DATASET EXTRACT
— BEGIN —

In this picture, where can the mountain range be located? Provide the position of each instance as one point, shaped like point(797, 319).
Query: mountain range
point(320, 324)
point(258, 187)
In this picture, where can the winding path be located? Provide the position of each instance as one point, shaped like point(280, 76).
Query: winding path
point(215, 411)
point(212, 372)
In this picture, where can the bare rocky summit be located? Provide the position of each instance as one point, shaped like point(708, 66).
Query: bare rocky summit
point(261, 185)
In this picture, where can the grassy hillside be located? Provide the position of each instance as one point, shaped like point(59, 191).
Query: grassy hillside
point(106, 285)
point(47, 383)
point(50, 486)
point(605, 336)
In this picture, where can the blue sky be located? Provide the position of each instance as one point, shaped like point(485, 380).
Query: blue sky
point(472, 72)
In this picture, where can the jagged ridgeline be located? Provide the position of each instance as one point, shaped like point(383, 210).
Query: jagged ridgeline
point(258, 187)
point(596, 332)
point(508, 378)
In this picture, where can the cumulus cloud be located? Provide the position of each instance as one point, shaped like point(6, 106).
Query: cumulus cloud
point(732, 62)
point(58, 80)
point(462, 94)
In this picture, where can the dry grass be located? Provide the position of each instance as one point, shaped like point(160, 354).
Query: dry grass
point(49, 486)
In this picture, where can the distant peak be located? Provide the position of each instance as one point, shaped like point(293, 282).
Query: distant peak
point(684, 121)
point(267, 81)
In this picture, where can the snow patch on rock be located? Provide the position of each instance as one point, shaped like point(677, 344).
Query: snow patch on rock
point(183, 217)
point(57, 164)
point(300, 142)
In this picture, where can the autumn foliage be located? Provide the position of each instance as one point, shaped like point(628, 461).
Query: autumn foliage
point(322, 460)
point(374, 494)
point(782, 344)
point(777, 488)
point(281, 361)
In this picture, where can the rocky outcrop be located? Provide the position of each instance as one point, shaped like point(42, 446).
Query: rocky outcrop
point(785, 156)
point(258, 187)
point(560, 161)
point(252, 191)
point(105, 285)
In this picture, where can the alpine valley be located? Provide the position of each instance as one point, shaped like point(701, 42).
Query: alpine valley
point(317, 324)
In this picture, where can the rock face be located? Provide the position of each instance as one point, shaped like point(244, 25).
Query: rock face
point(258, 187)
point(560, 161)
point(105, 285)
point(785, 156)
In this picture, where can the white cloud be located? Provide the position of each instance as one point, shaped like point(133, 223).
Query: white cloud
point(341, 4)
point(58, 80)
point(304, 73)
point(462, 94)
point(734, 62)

— END —

REQUEST
Please lay out every line of the records above as a Markdown table with two columns, No. for the row number and Text for the line itself. Leave out any blank lines.

FULL ANSWER
| No. | Text |
|---|---|
| 1 | In this picture, where can the mountain range be located? Provide the position of each instance as one point, shaped like point(797, 319). |
| 2 | Query: mountain range |
| 3 | point(320, 324) |
| 4 | point(258, 187) |
| 5 | In this picture, where can the winding path be located? Provide the position of each instance as one point, shaped like point(280, 76). |
| 6 | Query: winding path |
| 7 | point(215, 411) |
| 8 | point(212, 372) |
| 9 | In this picture, where can the bare rocky summit be located? Provide the position of each instance as one point, shaped like point(708, 66). |
| 10 | Query: bare rocky summit |
| 11 | point(261, 185) |
| 12 | In this picture, where can the grassy hillside be located? Provide the position of each instance as one point, shaped like point(59, 191). |
| 13 | Query: grassy hillside |
| 14 | point(106, 285) |
| 15 | point(47, 383) |
| 16 | point(50, 486) |
| 17 | point(605, 336) |
| 18 | In this picture, where can the blue sky be located? Provide the position of each instance as one point, shaped like point(485, 380). |
| 19 | Query: blue sky |
| 20 | point(472, 72) |
| 21 | In this picture, where can the jagged ridgeline be located? Provide the position of each instance as one point, shaped like point(383, 210). |
| 22 | Query: jagged ridgeline |
| 23 | point(258, 187) |
| 24 | point(596, 332) |
| 25 | point(508, 378) |
| 26 | In this picture, where can the cumulus cloud be located? Provide the position of each instance as one point, shaped like point(6, 106). |
| 27 | Query: cumulus cloud |
| 28 | point(732, 62) |
| 29 | point(58, 80) |
| 30 | point(462, 94) |
| 31 | In this picture, where can the dry grass be located? Provide the position of each instance as one point, shaped like point(160, 354). |
| 32 | Query: dry grass |
| 33 | point(49, 486) |
| 34 | In this picture, where can the distant peak be located? Provide the position of each instance as one point, shaped like point(293, 282). |
| 35 | Query: distant peak |
| 36 | point(684, 121) |
| 37 | point(267, 81) |
| 38 | In this picture, where can the snow patch on rock be located? Provide the position of each instance as one point, shaped like point(677, 344). |
| 39 | Query: snow patch on rock |
| 40 | point(183, 217) |
| 41 | point(57, 164) |
| 42 | point(300, 142) |
| 43 | In this picture, where can the autumn foliage be located? Provide the position of each instance as one point, shaped like point(628, 461). |
| 44 | Query: autumn foliage |
| 45 | point(322, 460) |
| 46 | point(374, 494) |
| 47 | point(782, 344) |
| 48 | point(777, 488) |
| 49 | point(281, 361) |
| 50 | In this picture, where can the rocky outcrop be located? Provide the position of each instance as one point, shaped like point(42, 446). |
| 51 | Query: rocky outcrop |
| 52 | point(785, 156) |
| 53 | point(258, 187) |
| 54 | point(560, 161) |
| 55 | point(252, 191) |
| 56 | point(105, 285) |
| 57 | In this picture, where can the alpine valley be located? Provide the position of each instance as one point, shaped like point(701, 42). |
| 58 | Query: alpine valley |
| 59 | point(317, 324) |
| 60 | In this picture, where can the rock face be located? Provide the position of each instance as one point, shaped like point(244, 25). |
| 61 | Query: rock face |
| 62 | point(258, 187) |
| 63 | point(560, 161) |
| 64 | point(105, 285) |
| 65 | point(785, 156) |
| 66 | In this picture, where can the white cloud be located? Provide the position of each instance as one point, shaped like point(133, 223). |
| 67 | Query: white cloud |
| 68 | point(341, 4) |
| 69 | point(58, 80) |
| 70 | point(304, 73) |
| 71 | point(462, 94) |
| 72 | point(734, 62) |